Document >>
* * *

- Route 141 highlighted in red

Route information
- Maintained by ODOT
- Length: 10.63 mi (17.11 km)
- Existed: 2003–present

Major junctions
- South end: I-5 in Wilsonville
- OR 99W in Tigard
- North end: OR 210 in Progress

Location
- Country: United States
- State: Oregon
- County: Washington

Highway system
- Oregon Highways; Interstate; US; State; Named; Scenic;
| ← OR 140 |  | → OR 153 |

= Oregon Route 141 =

State highway in Washington County, Oregon, US

Oregon Route 141, known as the Beaverton–Tualatin Highway No. 141 (see Oregon highways and routes), is an Oregon state highway which runs (contrary to its name) from the city of Wilsonville to the southern edge of Beaverton. The highway is 10.46 mi long.

Oregon Route 141 is a post-2002 number, and currently does not have any route markers posted.

==Route description==
The southern terminus of Oregon Route 141 is at Exit 286 on Interstate 5 in northern Wilsonville. From there, the highway runs north along Boones Ferry Road, through the city of Tualatin and past the community of Durham. In Durham, it then turns west on Durham Road for approximately one mile, then turns north again Hall Boulevard in Tigard. It then heads north on Hall for several miles, crossing OR 99W in Tigard, and eventually ending at an intersection with OR 210 (Scholls Ferry Road) in the community of Progress (though the intersection is technically within the city of Beaverton). An interchange with OR 217 lies nearby.

* * *

Tasks to carry out >>
1. According to the Oregon Route 141 article, at which Interstate 5 exit is the highway's southern terminus?
2. Print a passage from the Oregon Route 141 article word for word, beginning at the words "Oregon Route 141, known" and stopping after the words "10.46 mi long.".
Answer from the Oregon Route 141 article alone.

Supplied records >>
* * *

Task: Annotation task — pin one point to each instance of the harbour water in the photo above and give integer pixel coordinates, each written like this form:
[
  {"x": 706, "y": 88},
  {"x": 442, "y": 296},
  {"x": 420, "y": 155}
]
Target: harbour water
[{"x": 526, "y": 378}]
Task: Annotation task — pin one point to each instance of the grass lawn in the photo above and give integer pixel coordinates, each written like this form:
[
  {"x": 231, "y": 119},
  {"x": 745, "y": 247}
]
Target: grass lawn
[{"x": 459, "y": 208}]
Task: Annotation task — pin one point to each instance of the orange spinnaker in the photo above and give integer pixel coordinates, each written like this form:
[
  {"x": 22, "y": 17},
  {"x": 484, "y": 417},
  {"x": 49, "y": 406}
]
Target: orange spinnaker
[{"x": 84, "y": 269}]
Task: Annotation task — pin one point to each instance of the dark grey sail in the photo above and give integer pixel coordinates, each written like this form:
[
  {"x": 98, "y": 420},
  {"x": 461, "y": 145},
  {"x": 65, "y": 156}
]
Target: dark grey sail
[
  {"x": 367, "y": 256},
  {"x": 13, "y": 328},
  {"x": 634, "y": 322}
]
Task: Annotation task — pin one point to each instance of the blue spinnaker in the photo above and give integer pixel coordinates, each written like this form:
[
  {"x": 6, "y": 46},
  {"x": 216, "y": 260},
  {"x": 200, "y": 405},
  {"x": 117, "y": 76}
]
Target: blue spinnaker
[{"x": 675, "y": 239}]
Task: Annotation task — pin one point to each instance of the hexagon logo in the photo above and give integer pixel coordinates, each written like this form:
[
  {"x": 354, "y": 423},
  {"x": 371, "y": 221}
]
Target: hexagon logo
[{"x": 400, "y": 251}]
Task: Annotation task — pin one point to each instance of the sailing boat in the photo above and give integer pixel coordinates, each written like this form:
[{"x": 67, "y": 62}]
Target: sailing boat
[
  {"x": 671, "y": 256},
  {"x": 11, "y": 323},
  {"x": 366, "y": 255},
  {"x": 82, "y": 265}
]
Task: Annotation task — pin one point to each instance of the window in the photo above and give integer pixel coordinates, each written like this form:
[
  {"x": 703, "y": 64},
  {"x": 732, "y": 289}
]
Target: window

* * *

Solutions for each task >>
1. Exit 286

2.
Oregon Route 141, known as the Beaverton–Tualatin Highway No. 141 (see Oregon highways and routes), is an Oregon state highway which runs (contrary to its name) from the city of Wilsonville to the southern edge of Beaverton. The highway is 10.46 mi long.